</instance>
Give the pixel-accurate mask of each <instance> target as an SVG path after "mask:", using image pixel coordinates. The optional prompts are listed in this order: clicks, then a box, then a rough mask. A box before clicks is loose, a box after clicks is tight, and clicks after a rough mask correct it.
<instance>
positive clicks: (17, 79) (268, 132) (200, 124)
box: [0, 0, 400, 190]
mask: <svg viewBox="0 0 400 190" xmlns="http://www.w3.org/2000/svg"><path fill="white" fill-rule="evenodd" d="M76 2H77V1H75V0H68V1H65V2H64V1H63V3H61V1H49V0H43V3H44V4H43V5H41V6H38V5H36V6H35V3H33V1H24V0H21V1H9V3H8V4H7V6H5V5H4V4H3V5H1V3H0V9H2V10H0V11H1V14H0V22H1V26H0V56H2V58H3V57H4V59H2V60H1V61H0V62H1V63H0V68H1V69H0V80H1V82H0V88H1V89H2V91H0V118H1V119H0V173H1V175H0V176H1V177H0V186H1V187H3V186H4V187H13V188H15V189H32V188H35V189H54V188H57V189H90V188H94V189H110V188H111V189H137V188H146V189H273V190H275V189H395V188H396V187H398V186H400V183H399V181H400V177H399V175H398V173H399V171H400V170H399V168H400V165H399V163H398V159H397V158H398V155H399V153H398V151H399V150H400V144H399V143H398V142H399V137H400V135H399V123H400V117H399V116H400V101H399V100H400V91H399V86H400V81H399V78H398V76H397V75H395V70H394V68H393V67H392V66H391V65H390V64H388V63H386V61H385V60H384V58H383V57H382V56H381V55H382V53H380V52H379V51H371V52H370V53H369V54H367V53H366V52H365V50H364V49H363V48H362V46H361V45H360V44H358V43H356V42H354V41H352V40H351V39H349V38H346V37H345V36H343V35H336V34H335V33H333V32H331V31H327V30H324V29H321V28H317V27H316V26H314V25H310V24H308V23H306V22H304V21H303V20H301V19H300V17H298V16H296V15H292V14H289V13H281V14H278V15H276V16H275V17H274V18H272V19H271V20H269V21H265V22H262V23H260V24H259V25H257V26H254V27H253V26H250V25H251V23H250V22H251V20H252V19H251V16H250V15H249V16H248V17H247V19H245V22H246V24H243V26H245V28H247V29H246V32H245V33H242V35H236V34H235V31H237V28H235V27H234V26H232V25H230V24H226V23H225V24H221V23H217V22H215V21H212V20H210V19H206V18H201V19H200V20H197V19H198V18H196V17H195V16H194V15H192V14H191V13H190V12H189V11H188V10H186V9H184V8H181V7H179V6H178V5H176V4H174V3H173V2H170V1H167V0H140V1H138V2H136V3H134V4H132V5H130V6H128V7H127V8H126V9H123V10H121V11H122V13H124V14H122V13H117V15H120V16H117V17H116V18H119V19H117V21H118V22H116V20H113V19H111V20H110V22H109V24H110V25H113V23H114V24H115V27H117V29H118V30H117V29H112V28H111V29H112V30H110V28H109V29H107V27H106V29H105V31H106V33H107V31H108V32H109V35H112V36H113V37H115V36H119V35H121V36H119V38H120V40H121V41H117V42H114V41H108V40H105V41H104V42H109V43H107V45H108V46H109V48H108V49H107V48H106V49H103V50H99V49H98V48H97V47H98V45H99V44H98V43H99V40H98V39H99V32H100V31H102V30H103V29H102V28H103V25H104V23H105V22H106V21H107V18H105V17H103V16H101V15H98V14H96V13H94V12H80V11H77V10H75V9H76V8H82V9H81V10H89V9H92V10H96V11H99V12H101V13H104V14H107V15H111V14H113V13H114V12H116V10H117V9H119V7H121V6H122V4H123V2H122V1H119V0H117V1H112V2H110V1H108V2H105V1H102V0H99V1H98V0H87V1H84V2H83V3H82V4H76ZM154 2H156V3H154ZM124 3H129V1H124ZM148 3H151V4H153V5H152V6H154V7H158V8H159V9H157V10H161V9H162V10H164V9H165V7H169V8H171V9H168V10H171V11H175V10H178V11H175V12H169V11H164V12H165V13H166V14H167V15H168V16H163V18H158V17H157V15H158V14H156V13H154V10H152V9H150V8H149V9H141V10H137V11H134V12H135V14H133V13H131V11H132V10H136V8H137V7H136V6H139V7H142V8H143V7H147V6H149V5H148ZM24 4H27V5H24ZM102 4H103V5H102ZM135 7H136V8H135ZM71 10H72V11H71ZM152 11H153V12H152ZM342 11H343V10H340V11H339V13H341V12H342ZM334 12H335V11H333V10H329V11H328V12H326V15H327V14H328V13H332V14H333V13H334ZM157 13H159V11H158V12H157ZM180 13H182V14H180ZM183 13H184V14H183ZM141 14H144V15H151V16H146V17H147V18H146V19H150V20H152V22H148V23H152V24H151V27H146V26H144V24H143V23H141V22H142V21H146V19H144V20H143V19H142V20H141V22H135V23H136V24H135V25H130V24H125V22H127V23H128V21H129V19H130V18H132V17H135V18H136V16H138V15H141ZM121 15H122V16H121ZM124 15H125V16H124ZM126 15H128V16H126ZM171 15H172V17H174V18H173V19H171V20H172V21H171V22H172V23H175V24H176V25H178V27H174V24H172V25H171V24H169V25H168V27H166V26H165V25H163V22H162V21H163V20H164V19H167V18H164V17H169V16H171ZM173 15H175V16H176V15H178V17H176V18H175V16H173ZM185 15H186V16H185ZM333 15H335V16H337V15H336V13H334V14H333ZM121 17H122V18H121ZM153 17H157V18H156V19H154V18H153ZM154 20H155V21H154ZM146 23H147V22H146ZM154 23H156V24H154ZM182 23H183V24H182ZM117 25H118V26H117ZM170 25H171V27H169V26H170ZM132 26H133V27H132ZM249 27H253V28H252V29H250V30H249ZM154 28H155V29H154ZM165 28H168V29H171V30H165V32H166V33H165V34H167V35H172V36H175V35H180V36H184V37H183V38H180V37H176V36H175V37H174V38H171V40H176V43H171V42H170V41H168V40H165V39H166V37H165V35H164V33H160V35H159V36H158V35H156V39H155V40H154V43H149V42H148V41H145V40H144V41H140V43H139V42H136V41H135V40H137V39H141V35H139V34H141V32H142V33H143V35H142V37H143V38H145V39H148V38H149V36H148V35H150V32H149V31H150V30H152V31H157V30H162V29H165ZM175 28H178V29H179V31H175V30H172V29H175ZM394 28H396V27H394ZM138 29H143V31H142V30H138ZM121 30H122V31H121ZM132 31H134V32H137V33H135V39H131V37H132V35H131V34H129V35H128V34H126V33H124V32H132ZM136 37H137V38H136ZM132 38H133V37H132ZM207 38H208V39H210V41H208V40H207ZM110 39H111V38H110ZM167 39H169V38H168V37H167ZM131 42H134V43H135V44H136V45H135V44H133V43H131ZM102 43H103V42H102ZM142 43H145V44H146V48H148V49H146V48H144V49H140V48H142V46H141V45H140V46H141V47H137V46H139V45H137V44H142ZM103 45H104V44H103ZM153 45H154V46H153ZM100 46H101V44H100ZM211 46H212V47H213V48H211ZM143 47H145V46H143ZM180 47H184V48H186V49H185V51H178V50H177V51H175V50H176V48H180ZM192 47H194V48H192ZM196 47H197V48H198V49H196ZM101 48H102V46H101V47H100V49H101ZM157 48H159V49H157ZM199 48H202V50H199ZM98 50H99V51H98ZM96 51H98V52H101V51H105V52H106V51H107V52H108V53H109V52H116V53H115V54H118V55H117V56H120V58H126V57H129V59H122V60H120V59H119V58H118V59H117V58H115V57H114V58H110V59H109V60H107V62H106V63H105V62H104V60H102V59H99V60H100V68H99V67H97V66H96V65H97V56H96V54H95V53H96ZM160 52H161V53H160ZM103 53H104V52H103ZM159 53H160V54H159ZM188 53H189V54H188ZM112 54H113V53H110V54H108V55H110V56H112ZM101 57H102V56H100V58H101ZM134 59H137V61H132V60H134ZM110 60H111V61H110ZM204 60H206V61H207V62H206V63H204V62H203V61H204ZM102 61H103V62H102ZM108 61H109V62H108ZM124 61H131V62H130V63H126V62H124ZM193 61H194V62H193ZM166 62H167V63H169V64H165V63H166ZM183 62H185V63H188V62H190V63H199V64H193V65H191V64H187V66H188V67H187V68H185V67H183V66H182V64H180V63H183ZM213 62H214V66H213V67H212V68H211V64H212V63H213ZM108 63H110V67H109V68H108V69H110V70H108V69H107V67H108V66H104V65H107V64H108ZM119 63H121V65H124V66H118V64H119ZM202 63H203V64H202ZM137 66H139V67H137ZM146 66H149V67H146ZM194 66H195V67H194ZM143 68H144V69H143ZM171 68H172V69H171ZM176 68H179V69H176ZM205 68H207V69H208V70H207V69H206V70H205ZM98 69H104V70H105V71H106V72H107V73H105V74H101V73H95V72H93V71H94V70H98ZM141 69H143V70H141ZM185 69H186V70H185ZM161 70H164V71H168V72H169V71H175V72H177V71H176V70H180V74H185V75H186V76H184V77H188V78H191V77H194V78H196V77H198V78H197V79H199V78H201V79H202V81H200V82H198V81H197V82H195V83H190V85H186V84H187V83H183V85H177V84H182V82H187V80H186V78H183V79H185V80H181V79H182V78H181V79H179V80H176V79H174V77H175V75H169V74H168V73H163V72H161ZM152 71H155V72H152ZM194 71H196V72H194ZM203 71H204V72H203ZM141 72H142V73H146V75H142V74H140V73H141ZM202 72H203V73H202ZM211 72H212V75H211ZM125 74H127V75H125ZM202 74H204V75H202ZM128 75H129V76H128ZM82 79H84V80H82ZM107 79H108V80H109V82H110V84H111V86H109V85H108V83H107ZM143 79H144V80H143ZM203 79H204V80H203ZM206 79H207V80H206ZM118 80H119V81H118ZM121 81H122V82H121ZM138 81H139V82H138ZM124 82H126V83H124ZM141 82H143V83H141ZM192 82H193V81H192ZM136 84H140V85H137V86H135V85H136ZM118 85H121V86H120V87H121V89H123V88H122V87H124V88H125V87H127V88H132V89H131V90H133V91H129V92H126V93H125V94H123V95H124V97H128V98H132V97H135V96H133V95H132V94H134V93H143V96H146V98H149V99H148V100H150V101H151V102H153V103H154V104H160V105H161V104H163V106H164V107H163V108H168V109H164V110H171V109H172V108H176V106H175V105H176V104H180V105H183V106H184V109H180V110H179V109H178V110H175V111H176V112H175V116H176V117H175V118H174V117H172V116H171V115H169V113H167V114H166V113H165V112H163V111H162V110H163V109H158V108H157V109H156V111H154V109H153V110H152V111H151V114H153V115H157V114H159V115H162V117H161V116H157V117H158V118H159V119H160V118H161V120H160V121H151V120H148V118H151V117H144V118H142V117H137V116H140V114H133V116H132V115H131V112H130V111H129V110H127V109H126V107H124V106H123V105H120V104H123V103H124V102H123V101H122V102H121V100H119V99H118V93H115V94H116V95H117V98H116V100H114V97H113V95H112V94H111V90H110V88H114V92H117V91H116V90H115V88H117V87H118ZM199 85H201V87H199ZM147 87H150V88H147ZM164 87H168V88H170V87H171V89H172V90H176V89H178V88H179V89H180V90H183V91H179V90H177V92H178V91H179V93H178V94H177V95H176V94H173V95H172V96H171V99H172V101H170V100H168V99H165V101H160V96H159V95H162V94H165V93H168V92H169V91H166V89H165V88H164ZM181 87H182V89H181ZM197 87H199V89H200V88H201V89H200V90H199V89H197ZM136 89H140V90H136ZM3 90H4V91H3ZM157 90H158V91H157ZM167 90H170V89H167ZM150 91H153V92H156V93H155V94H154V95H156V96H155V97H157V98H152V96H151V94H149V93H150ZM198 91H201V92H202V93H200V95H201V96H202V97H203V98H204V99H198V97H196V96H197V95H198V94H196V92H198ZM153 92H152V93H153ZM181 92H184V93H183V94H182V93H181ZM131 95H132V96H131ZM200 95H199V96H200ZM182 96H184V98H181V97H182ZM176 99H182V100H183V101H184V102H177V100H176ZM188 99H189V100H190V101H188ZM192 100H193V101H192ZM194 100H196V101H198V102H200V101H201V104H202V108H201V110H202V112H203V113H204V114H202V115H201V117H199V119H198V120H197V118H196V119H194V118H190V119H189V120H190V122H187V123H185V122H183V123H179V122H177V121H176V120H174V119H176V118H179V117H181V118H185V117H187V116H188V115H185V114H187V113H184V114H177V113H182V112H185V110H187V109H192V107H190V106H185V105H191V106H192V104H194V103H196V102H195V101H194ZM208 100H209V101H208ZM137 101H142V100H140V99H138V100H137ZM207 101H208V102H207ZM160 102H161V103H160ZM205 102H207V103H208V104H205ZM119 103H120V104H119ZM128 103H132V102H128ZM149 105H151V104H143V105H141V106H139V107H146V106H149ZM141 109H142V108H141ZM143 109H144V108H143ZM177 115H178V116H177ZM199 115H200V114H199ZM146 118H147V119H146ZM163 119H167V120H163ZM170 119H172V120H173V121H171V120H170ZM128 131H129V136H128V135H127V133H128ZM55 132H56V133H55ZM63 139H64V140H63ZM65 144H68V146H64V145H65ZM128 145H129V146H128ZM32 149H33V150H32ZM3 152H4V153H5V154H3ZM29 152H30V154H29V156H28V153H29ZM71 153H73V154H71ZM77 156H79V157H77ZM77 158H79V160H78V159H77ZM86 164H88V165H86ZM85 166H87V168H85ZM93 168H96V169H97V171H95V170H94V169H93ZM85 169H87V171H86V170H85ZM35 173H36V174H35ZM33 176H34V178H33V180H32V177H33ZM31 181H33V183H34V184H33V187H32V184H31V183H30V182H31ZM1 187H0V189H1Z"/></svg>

● **How to complete this task**
Beginning at the top of the data, please return every line until and including the line containing "positive clicks: (17, 79)", copied exactly, and nothing past it.

● **Result**
</instance>
Give the pixel-accurate mask of each <instance> target as an SVG path after "mask:", using image pixel coordinates. The optional prompts are listed in this order: clicks, then a box, then a rough mask. A box before clicks is loose, a box after clicks is tight, and clicks after a rough mask correct it.
<instance>
positive clicks: (17, 79) (268, 132) (200, 124)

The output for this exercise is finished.